# PAGE EXCERPT:
To Expand or Not to Expand? Ask the Right Questions

Points to consider before expanding your business.




One of the more important aspects of running a company is keeping a steady focus on growing your business. Most would agree: If you aren’t striving to expand your business in some way, regardless of whether you are operating in a boom or down economy, your business will probably die. In past columns, we have discussed different approaches to growing your business within your existing marketplace. However, if you are committed to expanding your business, then you have probably considered the opportunities for growth in other locations. Consider the following steps as a logical process by which you can decide if taking your business to another location is the right step for you.

All things considered
Perhaps as a preamble to the various questions we will ask and the different decisions you must face, is the question, “Should I really expand to another market?” While the answers to the points we will identify below will assist in the decision here, ask yourself whether or not it makes sense to expand your business. Be careful not to just fall in love with the idea of expanding to another location simply because someone else did it. It must make sense for your business strategy. Indeed, your answer may very well depend upon the amount of risk to which you are willing to expose yourself and your company. A simpler question may be, “If I fail in a new location, will it jeopardize my entire business?” Once you become comfortable with the answers to these questions, you can then begin to analyze what your approach to expansion might be.

One critical decision you need to make is exactly how you will expand. You have a couple of options. You may decide the best entry into a new marketplace is through the acquisition of an existing business. If you decide to buy a business already located in your city of choice, you may choose to purchase a top competitor. The advantage here is that you immediately establish yourself as a major player in the market. The disadvantage is that it will always cost you more money—probably a lot more. And you may be thinking that the good companies won’t be for sale. Just remember: For the right price, every business is for sale.

An alternative to the above option is acquiring a company that may be a rather small player in the market—or one possibly struggling financially—that will be all too happy to sell. Keep in mind, though, that while you may save yourself a significant outlay of cash, you will likely begin with a small part of the market.

The third option is to just start your own business from scratch. Some call this “green fielding.” The advantage to this approach is that you get to start your business with the exact equipment you need, the location you desire, and the personnel you want. When you purchase another business, you may not get any of these. Of course, the disadvantage to green fielding an expansion is that you enter a new market with no customer base. Most companies that choose this route already have a strong reputation in other locations that help them penetrate the new marketplace and secure new customers. There is no right or wrong choice of options. It truly depends upon your business strategy as you enter the new market.

Another important aspect to consider when going into a different market is the market itself. From an overall standpoint, find out what the economy is like in that particular area. Is the economy in this location less resilient to a general decline in the national economy, or do they tend to get hit harder in the midst of a recession? On the other hand, when economic times are good, does this market experience a higher-than-average growth rate or does it lag behind? Having now operated in the most difficult business environment in several decades, we are all better positioned to answer some of these questions.

# DIRECTIVE:
Please carry the business expansion text forward from where it stops. The rows that come next aren't needed here.

# PROVIDED RECORDS:
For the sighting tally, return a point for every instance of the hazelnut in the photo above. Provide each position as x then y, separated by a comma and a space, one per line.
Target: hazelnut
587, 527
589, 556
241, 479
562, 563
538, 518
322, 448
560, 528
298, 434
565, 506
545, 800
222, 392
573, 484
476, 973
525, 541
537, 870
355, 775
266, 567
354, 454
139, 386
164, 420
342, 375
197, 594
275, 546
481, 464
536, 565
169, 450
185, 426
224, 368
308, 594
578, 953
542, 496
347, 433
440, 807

# FINAL ANSWER:
In addition to considering the general economic issues, ask yourself some specific questions relevant to the local business climate. How much business does the market offer? How good are the local competitors? Is there a place for a new supplier in the market? If there appears to be a limited number of competitors in a particular market, that can be a good thing. But perhaps there is a reason. Let me give you an example.

Several years ago we decided to investigate expanding our business into another city. As we looked at the amount of potential competitors, it seemed like there just weren’t very many there. Initially, this appeared to be a positive for us, but as we began to do an in-depth market analysis, we noticed something interesting: There were virtually no corporate headquarters in this city, which meant no purchasers of graphics on a national scale. Even though the city was of significant size, and there were, of course, a considerable amount of graphics being produced to support a good-sized economy, it pretty much ended at that. In the end, this was one of the reasons we decided against entering that market. The point is, make sure you identify the type of business and the amount of business that will be available to you upon entering a new market.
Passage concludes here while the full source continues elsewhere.